[DIRECTIVE A]: Please set down, word for word, the part of the 1920 men's 400 metres article that opens with the words containing "- Competitors: 37" and closes with "the 400 metres.".
[DIRECTIVE B]: List every line of the entries that contains the string "pavement", treating uppercase and lowercase as different.

begin TEXT SHOWN

- Venue: Olympisch Stadion
- Dates: August 19, 1920 (round 1 & quarterfinals) August 20, 1920 (semifinals & final)
- Competitors: 37 from 16 nations
- Winning time: 49.6

Medalists
- 1st place, gold medalist(s):  / Bevil Rudd / South Africa
- 2nd place, silver medalist(s):  / Guy Butler / Great Britain
- 3rd place, bronze medalist(s):  / Nils Engdahl / Sweden

= Athletics at the 1920 Summer Olympics – Men's 400 metres =

The men's 400 metres event was part of the track and field athletics programme at the 1920 Summer Olympics. The competition was held on Thursday, August 19, 1920, and on Friday, August 20, 1920. 37 runners from 16 nations competed. No nation had more than 4 runners, suggesting the limit had been reduced from the 12 maximum in force in 1908 and 1912. The event was won by Bevil Rudd of South Africa, the nation's first title (and first medal) in the event. Nils Engdahl's bronze was Sweden's first medal in the 400 metres.

==Background==

This was the sixth appearance of the event, which is one of 12 athletics events to have been held at every Summer Olympics. The only returning finalist from the pre-war 1912 Games was Ted Meredith of the United States, who had finished 4th in Stockholm and who had broken the world record in 1916. Other favored entrants included 1919 AAU champion Frank Shea of the United States, 1919 AAA champion Guy Butler of Great Britain, and 1920 AAA champion Bevil Rudd of South Africa.

Czechoslovakia, Egypt, Estonia, Finland, India, Luxembourg, and Spain appeared in the event for the first time. The United States made its sixth appearance in the event, the only nation to compete in it at every Olympic Games to that point.

end TEXT SHOWN
begin ENTRIES

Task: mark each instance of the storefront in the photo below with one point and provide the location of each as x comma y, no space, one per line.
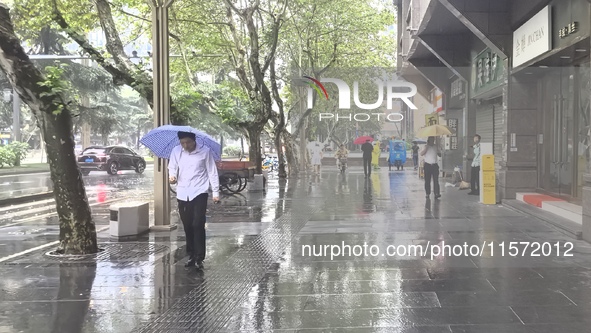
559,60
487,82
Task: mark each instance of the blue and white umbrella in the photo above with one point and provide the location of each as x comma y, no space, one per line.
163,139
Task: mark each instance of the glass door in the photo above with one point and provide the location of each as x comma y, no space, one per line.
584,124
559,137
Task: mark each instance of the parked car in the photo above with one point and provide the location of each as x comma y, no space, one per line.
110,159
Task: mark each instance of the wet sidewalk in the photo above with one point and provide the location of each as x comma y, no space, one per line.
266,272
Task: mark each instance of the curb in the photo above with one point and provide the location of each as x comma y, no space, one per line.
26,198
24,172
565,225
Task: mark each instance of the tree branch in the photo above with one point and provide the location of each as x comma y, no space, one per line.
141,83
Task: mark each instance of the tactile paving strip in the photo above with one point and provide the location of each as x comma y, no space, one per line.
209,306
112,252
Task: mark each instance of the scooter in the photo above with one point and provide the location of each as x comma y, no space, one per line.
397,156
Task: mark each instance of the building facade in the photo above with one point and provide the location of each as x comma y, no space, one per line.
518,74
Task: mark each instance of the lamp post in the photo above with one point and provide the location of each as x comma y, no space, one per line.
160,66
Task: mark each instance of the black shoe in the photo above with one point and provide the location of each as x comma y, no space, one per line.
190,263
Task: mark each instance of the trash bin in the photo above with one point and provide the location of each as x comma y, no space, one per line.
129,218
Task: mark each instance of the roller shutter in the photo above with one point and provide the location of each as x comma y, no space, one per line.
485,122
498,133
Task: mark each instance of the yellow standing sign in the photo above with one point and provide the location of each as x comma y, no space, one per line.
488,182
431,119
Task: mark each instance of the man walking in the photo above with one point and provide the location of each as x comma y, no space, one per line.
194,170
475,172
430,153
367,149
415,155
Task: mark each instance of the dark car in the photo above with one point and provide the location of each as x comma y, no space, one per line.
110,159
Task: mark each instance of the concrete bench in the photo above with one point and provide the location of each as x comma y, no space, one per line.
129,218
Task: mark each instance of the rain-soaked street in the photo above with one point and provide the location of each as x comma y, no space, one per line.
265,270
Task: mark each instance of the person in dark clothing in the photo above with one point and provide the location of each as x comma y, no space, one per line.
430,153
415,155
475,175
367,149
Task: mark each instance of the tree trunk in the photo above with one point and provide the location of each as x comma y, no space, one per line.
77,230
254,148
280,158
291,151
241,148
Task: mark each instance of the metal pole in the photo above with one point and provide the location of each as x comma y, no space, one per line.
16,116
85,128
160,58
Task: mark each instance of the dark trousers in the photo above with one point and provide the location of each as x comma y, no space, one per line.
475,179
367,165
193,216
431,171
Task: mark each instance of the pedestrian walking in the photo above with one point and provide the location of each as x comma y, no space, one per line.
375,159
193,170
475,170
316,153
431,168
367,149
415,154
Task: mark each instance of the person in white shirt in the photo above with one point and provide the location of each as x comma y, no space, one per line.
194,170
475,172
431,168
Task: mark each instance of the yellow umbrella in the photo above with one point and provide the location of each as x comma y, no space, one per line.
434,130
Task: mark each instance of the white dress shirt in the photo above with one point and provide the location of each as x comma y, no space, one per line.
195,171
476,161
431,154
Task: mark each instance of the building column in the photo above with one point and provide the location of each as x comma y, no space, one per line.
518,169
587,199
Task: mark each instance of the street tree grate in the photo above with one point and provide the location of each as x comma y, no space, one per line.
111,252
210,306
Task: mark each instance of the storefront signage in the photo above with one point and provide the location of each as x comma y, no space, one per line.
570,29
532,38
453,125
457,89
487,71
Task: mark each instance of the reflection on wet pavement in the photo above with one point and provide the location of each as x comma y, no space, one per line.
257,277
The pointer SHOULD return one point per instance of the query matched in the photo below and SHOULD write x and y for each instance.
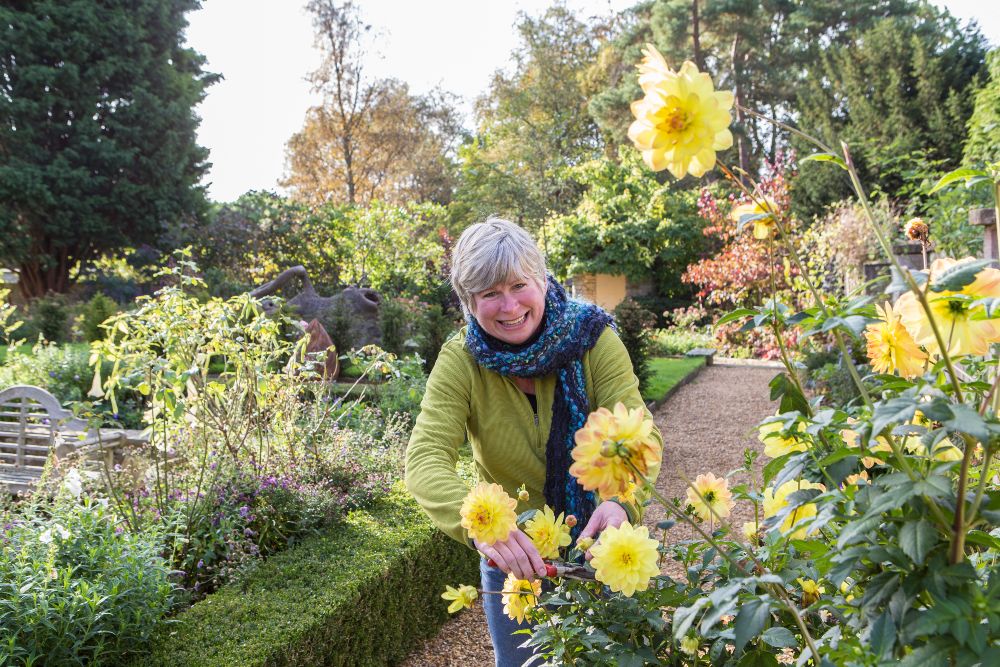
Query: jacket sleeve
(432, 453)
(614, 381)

end ENTRIES
begin ENTRIES

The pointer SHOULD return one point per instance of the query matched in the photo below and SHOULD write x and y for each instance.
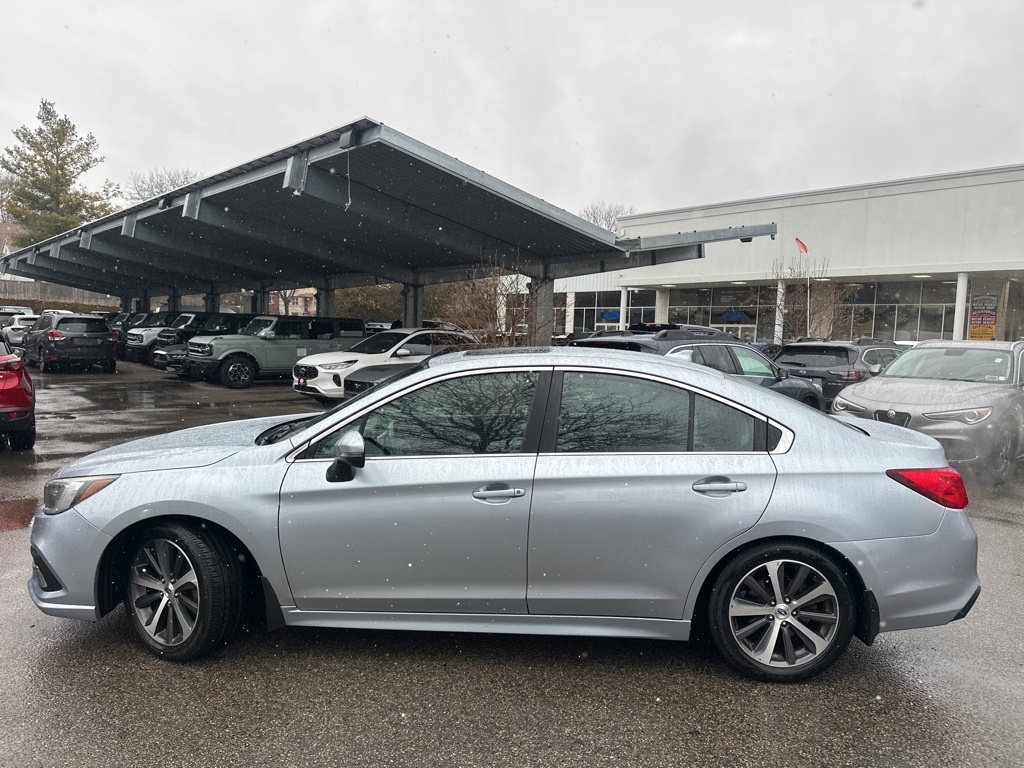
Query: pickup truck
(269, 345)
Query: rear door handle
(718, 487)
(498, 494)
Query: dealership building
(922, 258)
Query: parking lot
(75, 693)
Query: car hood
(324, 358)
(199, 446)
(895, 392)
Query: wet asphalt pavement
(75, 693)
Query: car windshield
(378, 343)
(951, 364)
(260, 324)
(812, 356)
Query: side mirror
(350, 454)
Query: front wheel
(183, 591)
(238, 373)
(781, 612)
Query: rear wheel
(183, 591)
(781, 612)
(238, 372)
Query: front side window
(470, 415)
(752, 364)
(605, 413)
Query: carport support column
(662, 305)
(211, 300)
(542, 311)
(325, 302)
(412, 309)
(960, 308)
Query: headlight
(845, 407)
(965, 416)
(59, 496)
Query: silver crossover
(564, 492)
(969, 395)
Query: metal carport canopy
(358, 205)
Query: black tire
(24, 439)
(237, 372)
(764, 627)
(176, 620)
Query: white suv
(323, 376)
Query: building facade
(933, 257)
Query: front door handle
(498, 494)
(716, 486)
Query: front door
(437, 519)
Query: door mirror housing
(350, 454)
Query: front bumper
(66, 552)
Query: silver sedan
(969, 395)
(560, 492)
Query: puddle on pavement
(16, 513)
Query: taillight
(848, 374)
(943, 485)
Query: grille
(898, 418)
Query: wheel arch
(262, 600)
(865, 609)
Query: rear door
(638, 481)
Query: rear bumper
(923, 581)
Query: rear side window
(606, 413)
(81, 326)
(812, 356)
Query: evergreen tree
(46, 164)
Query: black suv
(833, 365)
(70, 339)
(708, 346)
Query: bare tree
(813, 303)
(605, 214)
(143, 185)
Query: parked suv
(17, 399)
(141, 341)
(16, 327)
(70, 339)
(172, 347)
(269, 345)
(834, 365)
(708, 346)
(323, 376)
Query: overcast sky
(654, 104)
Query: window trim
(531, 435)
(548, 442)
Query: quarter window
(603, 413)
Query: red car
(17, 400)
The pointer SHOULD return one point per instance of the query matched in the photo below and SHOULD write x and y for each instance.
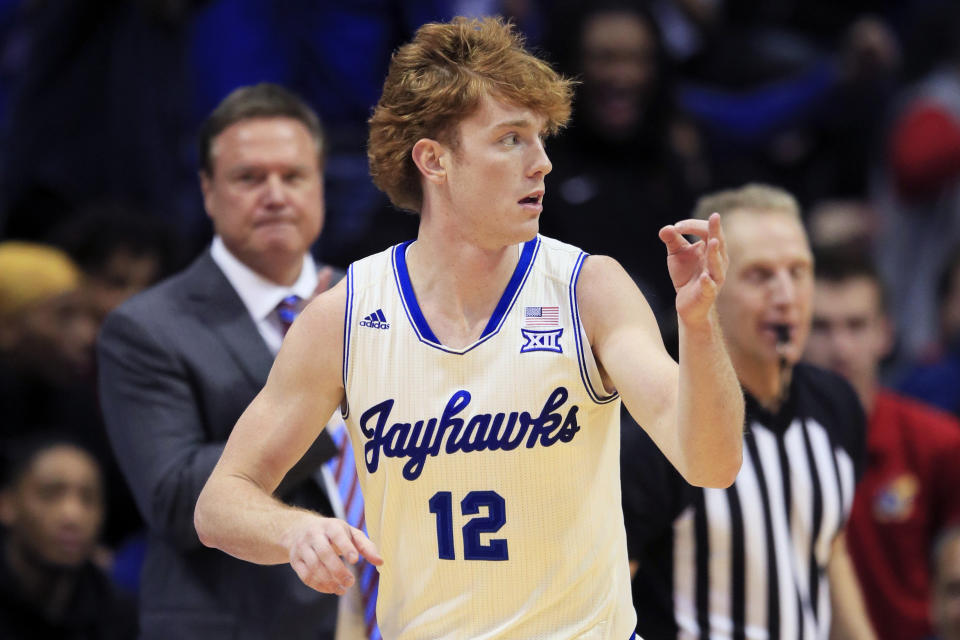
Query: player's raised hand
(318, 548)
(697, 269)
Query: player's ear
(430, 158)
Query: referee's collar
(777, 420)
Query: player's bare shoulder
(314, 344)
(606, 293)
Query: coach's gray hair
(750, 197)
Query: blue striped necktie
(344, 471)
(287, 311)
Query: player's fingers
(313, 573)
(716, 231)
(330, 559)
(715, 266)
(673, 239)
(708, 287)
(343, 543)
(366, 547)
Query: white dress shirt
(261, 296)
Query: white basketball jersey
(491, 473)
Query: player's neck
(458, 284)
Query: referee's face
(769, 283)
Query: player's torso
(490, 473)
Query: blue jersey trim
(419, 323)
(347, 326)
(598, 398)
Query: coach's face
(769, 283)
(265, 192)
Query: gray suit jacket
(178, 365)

end ENTRIES
begin ENTRIES

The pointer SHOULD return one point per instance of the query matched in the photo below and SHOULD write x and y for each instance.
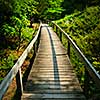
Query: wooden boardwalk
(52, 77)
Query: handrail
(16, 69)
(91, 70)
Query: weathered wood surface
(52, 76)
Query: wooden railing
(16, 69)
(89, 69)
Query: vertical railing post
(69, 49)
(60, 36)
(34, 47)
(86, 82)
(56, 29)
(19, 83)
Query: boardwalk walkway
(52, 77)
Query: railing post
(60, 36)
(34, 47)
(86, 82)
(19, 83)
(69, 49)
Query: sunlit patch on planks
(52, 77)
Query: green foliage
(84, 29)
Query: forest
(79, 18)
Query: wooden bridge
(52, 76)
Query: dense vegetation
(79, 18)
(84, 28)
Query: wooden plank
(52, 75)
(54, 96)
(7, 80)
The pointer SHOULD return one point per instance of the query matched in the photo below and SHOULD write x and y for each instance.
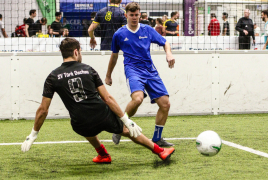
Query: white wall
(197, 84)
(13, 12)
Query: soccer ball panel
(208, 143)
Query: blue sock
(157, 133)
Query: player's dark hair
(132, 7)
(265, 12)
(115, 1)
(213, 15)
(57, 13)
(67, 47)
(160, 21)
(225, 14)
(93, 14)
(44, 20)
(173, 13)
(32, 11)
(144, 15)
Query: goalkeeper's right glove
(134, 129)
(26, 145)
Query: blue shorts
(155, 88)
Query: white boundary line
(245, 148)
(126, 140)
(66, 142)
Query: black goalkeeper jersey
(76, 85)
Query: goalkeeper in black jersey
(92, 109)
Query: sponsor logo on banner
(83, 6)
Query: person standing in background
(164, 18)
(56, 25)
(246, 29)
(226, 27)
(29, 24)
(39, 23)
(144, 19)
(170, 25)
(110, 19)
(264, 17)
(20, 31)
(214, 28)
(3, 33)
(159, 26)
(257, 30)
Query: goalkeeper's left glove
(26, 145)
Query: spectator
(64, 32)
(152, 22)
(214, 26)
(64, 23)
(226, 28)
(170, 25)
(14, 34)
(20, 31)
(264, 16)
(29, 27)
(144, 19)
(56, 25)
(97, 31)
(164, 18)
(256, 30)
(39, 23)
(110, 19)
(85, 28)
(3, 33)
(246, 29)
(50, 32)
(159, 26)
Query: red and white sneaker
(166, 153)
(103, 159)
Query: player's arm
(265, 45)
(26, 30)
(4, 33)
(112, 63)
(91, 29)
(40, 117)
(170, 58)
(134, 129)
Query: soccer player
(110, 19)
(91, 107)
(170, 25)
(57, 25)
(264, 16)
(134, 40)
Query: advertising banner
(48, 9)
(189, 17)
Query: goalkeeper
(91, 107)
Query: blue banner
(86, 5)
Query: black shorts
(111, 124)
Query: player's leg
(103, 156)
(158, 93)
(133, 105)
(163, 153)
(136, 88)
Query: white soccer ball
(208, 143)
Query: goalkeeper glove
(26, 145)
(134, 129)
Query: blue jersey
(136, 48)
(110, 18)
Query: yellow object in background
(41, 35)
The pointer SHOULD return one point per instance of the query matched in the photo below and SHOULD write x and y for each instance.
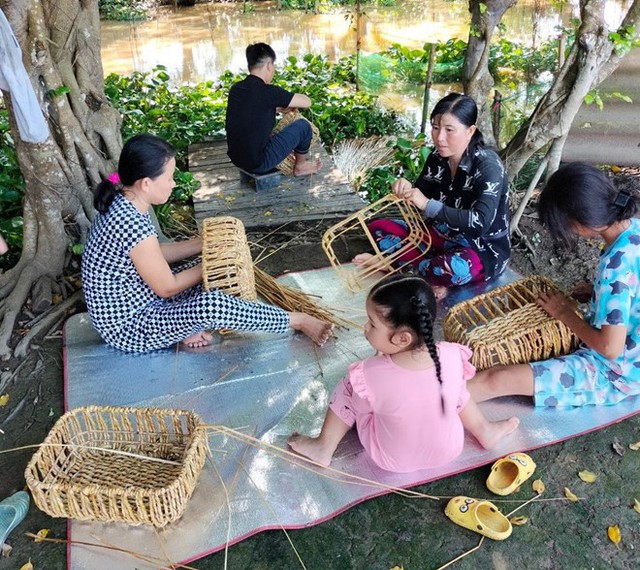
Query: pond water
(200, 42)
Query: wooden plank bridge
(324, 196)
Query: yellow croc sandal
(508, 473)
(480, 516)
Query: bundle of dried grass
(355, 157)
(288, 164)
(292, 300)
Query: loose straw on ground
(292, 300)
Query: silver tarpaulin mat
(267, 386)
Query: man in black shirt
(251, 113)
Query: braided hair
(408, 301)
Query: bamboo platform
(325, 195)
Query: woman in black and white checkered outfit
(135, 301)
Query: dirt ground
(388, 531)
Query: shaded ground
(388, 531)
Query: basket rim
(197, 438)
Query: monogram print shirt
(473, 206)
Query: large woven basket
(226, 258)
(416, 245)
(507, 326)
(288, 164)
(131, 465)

end ENTRIES

[COMPLETE RESPONSE A]:
- Competitors: 37 from 16 nations
- Winning time: 49.6

Medalists
- 1st place, gold medalist(s):  / Bevil Rudd / South Africa
- 2nd place, silver medalist(s):  / Guy Butler / Great Britain
- 3rd place, bronze medalist(s):  / Nils Engdahl / Sweden

= Athletics at the 1920 Summer Olympics – Men's 400 metres =

The men's 400 metres event was part of the track and field athletics programme at the 1920 Summer Olympics. The competition was held on Thursday, August 19, 1920, and on Friday, August 20, 1920. 37 runners from 16 nations competed. No nation had more than 4 runners, suggesting the limit had been reduced from the 12 maximum in force in 1908 and 1912. The event was won by Bevil Rudd of South Africa, the nation's first title (and first medal) in the event. Nils Engdahl's bronze was Sweden's first medal in the 400 metres.

[COMPLETE RESPONSE B]:
Task: mark each instance of the reflection on wet pavement in the photo above with one point and provide the location of each as x comma y, no space, one per line.
Query: wet asphalt pavement
Query: puddle on pavement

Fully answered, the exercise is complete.